There is no shortage of books about the Dreyfus Affair, including other recent work that uses it as lesson or parable about present-day counterterrorism policies. But this one is a thrilling page-turner, even knowing the ending.
In The Quartet: Orchestrating the Second American Revolution, 1783-1789 (2015), Joseph J. Ellis argues that the drafting and ratification of the Constitution is best understood as a second founding, in which the newly independent colonies that had thrown off distant and centralized government would now subordinate themselves to a form of it. He credits four figures as the key drivers of this subsequent revolution: George Washington, Alexander Hamilton, John Jay, and James Madison. Washington’s integrity and credibility, Hamilton’s dogged energy, Jay’s foreign diplomatic expertise, and Madison’s intellectual and political-tactical genius were all critical to overcoming resistance in the Constitution’s pre-convention, drafting, and ratification processes.

### Records supplied
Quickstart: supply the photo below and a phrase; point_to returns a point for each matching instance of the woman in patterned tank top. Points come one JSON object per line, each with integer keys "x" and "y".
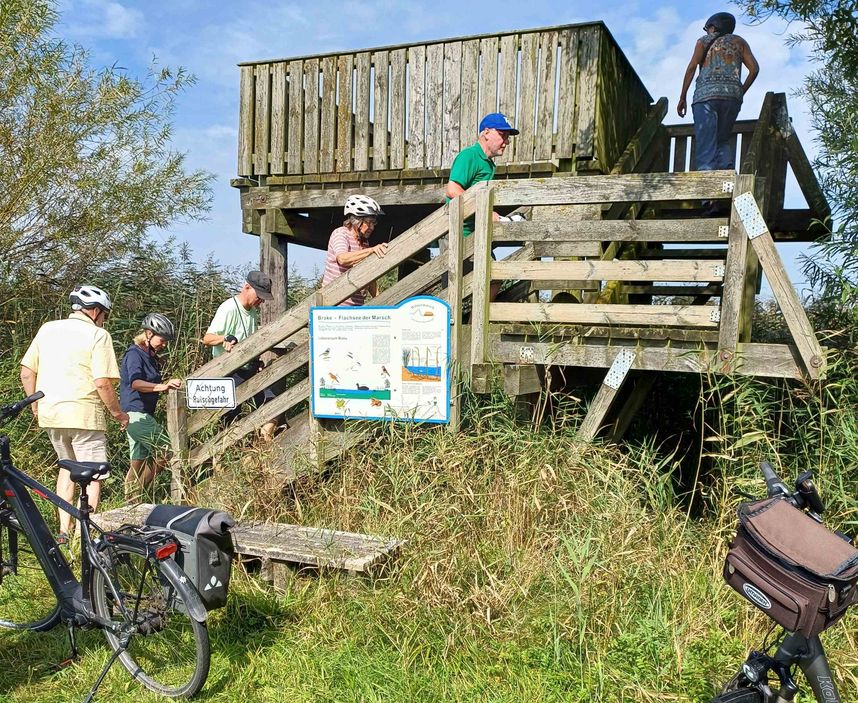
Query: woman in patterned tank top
{"x": 718, "y": 91}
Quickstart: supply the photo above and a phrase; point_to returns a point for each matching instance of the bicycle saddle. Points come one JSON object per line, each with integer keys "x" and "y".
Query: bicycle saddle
{"x": 85, "y": 471}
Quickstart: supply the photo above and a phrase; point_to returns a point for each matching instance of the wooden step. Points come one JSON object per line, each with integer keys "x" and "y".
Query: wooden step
{"x": 279, "y": 543}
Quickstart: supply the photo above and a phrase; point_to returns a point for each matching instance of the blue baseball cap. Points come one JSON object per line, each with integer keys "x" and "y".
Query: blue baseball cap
{"x": 495, "y": 120}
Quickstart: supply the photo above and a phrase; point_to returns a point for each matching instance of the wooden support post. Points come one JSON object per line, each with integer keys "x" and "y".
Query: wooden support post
{"x": 607, "y": 392}
{"x": 754, "y": 227}
{"x": 455, "y": 285}
{"x": 273, "y": 260}
{"x": 752, "y": 275}
{"x": 734, "y": 279}
{"x": 482, "y": 275}
{"x": 177, "y": 428}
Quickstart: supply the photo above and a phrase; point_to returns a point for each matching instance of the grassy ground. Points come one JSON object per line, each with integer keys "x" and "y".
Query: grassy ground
{"x": 535, "y": 570}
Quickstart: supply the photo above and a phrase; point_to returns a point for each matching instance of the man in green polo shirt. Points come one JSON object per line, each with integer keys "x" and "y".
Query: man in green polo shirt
{"x": 476, "y": 163}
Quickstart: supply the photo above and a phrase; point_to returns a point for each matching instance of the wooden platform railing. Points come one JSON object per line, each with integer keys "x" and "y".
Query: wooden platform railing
{"x": 290, "y": 332}
{"x": 763, "y": 148}
{"x": 415, "y": 106}
{"x": 722, "y": 273}
{"x": 717, "y": 271}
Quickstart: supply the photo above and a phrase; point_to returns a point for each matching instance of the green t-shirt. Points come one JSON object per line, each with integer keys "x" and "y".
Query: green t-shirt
{"x": 232, "y": 318}
{"x": 470, "y": 166}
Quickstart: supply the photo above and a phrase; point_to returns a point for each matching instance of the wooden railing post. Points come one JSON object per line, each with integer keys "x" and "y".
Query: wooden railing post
{"x": 316, "y": 431}
{"x": 482, "y": 275}
{"x": 455, "y": 285}
{"x": 734, "y": 280}
{"x": 177, "y": 428}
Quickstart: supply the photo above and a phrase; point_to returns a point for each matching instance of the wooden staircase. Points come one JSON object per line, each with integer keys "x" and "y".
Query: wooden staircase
{"x": 623, "y": 245}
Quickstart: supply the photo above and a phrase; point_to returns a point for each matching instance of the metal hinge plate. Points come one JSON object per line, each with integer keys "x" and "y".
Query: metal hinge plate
{"x": 622, "y": 363}
{"x": 749, "y": 213}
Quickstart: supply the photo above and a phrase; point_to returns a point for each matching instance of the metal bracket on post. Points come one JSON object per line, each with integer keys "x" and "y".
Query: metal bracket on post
{"x": 749, "y": 213}
{"x": 622, "y": 363}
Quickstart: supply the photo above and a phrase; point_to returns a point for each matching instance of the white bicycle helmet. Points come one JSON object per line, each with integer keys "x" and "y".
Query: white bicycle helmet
{"x": 86, "y": 297}
{"x": 159, "y": 324}
{"x": 362, "y": 206}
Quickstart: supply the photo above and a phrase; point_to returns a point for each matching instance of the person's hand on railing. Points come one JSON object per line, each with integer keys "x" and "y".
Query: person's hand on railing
{"x": 380, "y": 249}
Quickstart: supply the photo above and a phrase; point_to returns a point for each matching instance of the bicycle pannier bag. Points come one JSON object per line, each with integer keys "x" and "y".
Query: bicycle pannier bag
{"x": 796, "y": 570}
{"x": 206, "y": 547}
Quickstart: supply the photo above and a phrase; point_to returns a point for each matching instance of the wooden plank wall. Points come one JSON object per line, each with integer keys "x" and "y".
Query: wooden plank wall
{"x": 416, "y": 107}
{"x": 622, "y": 102}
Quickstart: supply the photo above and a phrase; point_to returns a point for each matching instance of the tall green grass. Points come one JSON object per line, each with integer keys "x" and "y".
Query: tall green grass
{"x": 535, "y": 568}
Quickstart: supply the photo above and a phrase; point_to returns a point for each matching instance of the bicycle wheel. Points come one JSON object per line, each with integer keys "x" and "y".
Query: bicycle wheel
{"x": 27, "y": 601}
{"x": 166, "y": 650}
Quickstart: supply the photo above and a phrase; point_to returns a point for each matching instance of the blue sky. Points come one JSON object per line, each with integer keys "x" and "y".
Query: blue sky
{"x": 210, "y": 38}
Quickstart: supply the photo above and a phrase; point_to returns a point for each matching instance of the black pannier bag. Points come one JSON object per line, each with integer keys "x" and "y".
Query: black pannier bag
{"x": 206, "y": 547}
{"x": 795, "y": 569}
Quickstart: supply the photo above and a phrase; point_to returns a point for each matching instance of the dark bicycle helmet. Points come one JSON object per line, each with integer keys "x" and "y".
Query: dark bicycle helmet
{"x": 85, "y": 297}
{"x": 159, "y": 324}
{"x": 723, "y": 22}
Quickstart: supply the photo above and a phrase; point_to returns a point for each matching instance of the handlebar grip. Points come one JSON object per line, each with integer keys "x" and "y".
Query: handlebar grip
{"x": 774, "y": 484}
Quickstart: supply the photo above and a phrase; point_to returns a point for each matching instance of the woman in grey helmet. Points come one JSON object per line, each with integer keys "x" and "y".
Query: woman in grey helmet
{"x": 140, "y": 384}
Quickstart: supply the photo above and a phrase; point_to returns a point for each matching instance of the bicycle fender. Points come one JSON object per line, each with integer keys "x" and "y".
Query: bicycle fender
{"x": 190, "y": 595}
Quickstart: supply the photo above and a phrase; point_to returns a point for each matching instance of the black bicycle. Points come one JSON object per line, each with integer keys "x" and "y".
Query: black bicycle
{"x": 778, "y": 661}
{"x": 130, "y": 587}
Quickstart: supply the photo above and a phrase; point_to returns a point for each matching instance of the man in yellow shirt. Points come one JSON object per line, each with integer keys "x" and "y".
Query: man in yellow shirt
{"x": 73, "y": 363}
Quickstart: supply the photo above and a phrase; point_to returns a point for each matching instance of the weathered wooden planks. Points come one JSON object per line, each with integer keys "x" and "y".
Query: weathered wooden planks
{"x": 630, "y": 188}
{"x": 381, "y": 83}
{"x": 397, "y": 111}
{"x": 417, "y": 107}
{"x": 296, "y": 116}
{"x": 328, "y": 107}
{"x": 290, "y": 544}
{"x": 764, "y": 360}
{"x": 668, "y": 271}
{"x": 451, "y": 125}
{"x": 247, "y": 86}
{"x": 442, "y": 88}
{"x": 677, "y": 315}
{"x": 688, "y": 231}
{"x": 262, "y": 128}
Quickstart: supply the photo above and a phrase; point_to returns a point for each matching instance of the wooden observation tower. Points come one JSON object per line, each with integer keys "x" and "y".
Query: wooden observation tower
{"x": 614, "y": 220}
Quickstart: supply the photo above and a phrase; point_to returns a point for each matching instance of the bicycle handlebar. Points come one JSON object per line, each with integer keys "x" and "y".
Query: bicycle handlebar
{"x": 11, "y": 411}
{"x": 804, "y": 497}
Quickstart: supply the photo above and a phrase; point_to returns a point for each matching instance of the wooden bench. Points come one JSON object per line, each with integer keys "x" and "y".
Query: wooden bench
{"x": 280, "y": 545}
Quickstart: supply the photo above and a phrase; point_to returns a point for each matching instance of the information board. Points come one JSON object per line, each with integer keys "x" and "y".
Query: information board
{"x": 382, "y": 363}
{"x": 210, "y": 393}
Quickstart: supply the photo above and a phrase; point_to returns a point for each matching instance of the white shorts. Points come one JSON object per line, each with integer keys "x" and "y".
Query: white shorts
{"x": 79, "y": 445}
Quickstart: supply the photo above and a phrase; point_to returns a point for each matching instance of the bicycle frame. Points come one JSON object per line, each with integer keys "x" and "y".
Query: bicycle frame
{"x": 809, "y": 654}
{"x": 72, "y": 594}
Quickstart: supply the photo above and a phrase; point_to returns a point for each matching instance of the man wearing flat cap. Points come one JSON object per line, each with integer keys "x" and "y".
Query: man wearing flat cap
{"x": 235, "y": 320}
{"x": 476, "y": 163}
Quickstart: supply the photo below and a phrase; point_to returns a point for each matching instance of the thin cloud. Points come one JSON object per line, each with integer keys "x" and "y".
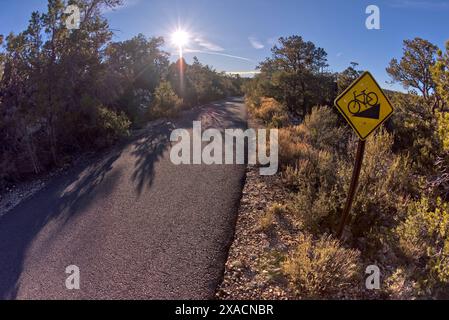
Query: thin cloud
{"x": 243, "y": 73}
{"x": 419, "y": 4}
{"x": 124, "y": 5}
{"x": 218, "y": 54}
{"x": 205, "y": 44}
{"x": 256, "y": 44}
{"x": 272, "y": 41}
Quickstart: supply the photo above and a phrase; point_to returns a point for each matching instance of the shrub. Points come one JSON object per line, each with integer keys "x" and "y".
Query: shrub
{"x": 424, "y": 237}
{"x": 413, "y": 125}
{"x": 320, "y": 130}
{"x": 166, "y": 103}
{"x": 384, "y": 186}
{"x": 320, "y": 269}
{"x": 443, "y": 129}
{"x": 322, "y": 175}
{"x": 271, "y": 112}
{"x": 111, "y": 126}
{"x": 268, "y": 218}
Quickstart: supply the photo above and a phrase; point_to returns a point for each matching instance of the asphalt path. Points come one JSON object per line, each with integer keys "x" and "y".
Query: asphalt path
{"x": 136, "y": 225}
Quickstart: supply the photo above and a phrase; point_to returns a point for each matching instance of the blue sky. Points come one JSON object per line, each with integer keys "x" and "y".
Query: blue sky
{"x": 234, "y": 35}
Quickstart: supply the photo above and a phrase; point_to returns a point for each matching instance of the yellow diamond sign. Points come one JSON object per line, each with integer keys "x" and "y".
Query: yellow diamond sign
{"x": 364, "y": 105}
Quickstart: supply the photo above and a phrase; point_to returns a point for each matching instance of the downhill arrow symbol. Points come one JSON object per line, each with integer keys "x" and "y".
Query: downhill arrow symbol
{"x": 371, "y": 113}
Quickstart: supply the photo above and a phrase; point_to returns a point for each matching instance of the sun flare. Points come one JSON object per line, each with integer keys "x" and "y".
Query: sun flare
{"x": 180, "y": 38}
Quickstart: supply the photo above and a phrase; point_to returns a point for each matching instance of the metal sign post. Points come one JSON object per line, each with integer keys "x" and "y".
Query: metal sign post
{"x": 365, "y": 107}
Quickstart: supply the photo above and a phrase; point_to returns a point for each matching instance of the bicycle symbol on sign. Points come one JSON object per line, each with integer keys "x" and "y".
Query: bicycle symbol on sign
{"x": 368, "y": 100}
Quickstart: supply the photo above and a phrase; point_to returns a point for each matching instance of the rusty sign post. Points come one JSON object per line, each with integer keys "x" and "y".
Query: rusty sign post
{"x": 365, "y": 107}
{"x": 353, "y": 187}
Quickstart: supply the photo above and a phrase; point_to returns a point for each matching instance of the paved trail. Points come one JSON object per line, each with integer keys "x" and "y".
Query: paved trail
{"x": 137, "y": 226}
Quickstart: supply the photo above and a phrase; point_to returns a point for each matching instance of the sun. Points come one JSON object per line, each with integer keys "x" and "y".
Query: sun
{"x": 180, "y": 38}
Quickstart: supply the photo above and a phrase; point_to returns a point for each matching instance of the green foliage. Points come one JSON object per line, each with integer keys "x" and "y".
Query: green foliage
{"x": 166, "y": 103}
{"x": 271, "y": 112}
{"x": 111, "y": 126}
{"x": 440, "y": 74}
{"x": 413, "y": 124}
{"x": 424, "y": 237}
{"x": 443, "y": 129}
{"x": 295, "y": 76}
{"x": 347, "y": 77}
{"x": 320, "y": 269}
{"x": 414, "y": 68}
{"x": 53, "y": 80}
{"x": 320, "y": 167}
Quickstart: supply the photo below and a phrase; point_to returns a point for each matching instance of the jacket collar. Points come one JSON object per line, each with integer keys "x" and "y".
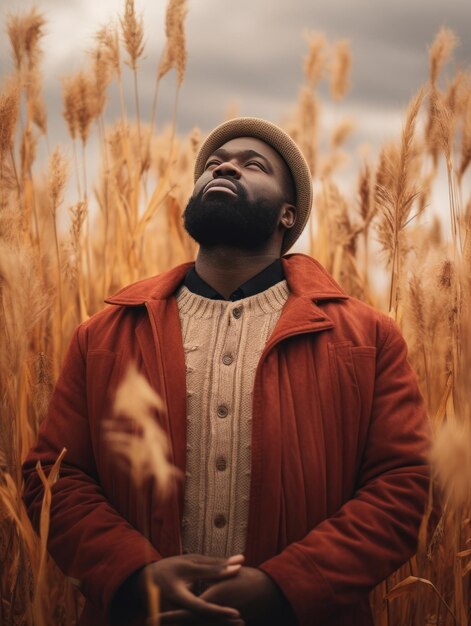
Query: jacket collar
{"x": 305, "y": 276}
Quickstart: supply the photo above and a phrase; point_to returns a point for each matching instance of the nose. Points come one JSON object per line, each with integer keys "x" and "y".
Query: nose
{"x": 227, "y": 168}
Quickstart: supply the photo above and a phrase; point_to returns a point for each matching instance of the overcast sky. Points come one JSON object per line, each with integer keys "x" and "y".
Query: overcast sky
{"x": 251, "y": 52}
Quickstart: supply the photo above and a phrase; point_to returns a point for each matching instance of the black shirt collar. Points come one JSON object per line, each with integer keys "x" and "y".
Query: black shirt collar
{"x": 263, "y": 280}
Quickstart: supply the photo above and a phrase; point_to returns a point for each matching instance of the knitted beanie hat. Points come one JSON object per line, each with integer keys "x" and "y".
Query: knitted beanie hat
{"x": 284, "y": 145}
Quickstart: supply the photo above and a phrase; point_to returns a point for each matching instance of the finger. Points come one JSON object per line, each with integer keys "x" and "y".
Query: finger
{"x": 175, "y": 618}
{"x": 199, "y": 559}
{"x": 200, "y": 571}
{"x": 183, "y": 598}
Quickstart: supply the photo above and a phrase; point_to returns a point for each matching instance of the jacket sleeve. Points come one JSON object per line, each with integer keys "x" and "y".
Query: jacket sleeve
{"x": 375, "y": 531}
{"x": 88, "y": 538}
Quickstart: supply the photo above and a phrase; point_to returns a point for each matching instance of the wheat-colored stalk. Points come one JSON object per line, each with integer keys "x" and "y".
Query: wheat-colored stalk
{"x": 340, "y": 71}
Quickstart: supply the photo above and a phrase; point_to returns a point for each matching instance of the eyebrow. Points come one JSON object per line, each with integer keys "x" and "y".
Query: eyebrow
{"x": 245, "y": 154}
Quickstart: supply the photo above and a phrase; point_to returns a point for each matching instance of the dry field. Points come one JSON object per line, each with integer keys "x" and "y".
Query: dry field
{"x": 72, "y": 236}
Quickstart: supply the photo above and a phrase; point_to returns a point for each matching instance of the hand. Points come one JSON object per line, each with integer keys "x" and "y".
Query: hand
{"x": 175, "y": 576}
{"x": 251, "y": 592}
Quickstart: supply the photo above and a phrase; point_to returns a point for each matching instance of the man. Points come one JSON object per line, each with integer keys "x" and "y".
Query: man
{"x": 302, "y": 434}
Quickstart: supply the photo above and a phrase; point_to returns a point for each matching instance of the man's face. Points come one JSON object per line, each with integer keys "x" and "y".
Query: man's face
{"x": 238, "y": 199}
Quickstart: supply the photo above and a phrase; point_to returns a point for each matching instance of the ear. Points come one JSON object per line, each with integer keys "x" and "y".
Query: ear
{"x": 288, "y": 215}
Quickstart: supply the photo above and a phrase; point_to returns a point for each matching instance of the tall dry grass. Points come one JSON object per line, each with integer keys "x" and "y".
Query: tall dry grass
{"x": 124, "y": 223}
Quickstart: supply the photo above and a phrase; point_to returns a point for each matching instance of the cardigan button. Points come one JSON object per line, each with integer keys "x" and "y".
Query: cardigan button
{"x": 227, "y": 359}
{"x": 220, "y": 521}
{"x": 223, "y": 411}
{"x": 221, "y": 463}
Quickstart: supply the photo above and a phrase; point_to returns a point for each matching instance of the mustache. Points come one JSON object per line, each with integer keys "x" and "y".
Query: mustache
{"x": 234, "y": 182}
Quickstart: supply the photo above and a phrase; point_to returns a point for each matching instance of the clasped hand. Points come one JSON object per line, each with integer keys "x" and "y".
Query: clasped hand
{"x": 237, "y": 595}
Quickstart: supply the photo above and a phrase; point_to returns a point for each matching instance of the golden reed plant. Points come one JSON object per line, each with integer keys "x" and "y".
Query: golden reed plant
{"x": 125, "y": 224}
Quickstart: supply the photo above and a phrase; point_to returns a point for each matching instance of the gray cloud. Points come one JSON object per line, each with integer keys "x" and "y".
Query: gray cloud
{"x": 252, "y": 52}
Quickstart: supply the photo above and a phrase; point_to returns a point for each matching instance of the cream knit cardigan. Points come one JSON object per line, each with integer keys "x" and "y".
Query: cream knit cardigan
{"x": 223, "y": 342}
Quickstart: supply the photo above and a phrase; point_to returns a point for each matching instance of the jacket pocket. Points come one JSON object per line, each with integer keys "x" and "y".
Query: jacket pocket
{"x": 353, "y": 375}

### Requirements
**A)** According to the book notes, which four figures does Joseph J. Ellis credit as the key drivers of the second founding?
**B)** Quote the stretch of the book notes from "In The Quartet: Orchestrating" through "and ratification processes.".
**C)** Continue the book notes from the point where they stop.
The entries are separate material from the book notes.

### Responses in order
**A)** George Washington, Alexander Hamilton, John Jay, and James Madison.

**B)**
In The Quartet: Orchestrating the Second American Revolution, 1783-1789 (2015), Joseph J. Ellis argues that the drafting and ratification of the Constitution is best understood as a second founding, in which the newly independent colonies that had thrown off distant and centralized government would now subordinate themselves to a form of it. He credits four figures as the key drivers of this subsequent revolution: George Washington, Alexander Hamilton, John Jay, and James Madison. Washington’s integrity and credibility, Hamilton’s dogged energy, Jay’s foreign diplomatic expertise, and Madison’s intellectual and political-tactical genius were all critical to overcoming resistance in the Constitution’s pre-convention, drafting, and ratification processes.

**C)**
Many readers will quibble with the choice of these four Founding Fathers, and maybe I enjoyed the book so much because it happens to line up with my personal favorites. Jay may stand out as an especially surprising inclusion in such a short list, and he actually seemed to feature a bit less than the others in the book, but if you buy one of Ellis’s main points – that foreign policy imperatives were the core motivators of a unified national government – then this foursome makes a good deal of sense. Especially with respect to foreign relations powers, I also agree with Ellis’s editorializing near the end that this history proves an original intention (at least among the players Ellis features) to interpret constitutional allocations flexibly enough to take account of evolution in American power, strategy, and foreign policy needs.
Although the book doesn’t break new ground, and much of the material is covered in Ellis’s other books, it’s a great and breezy read.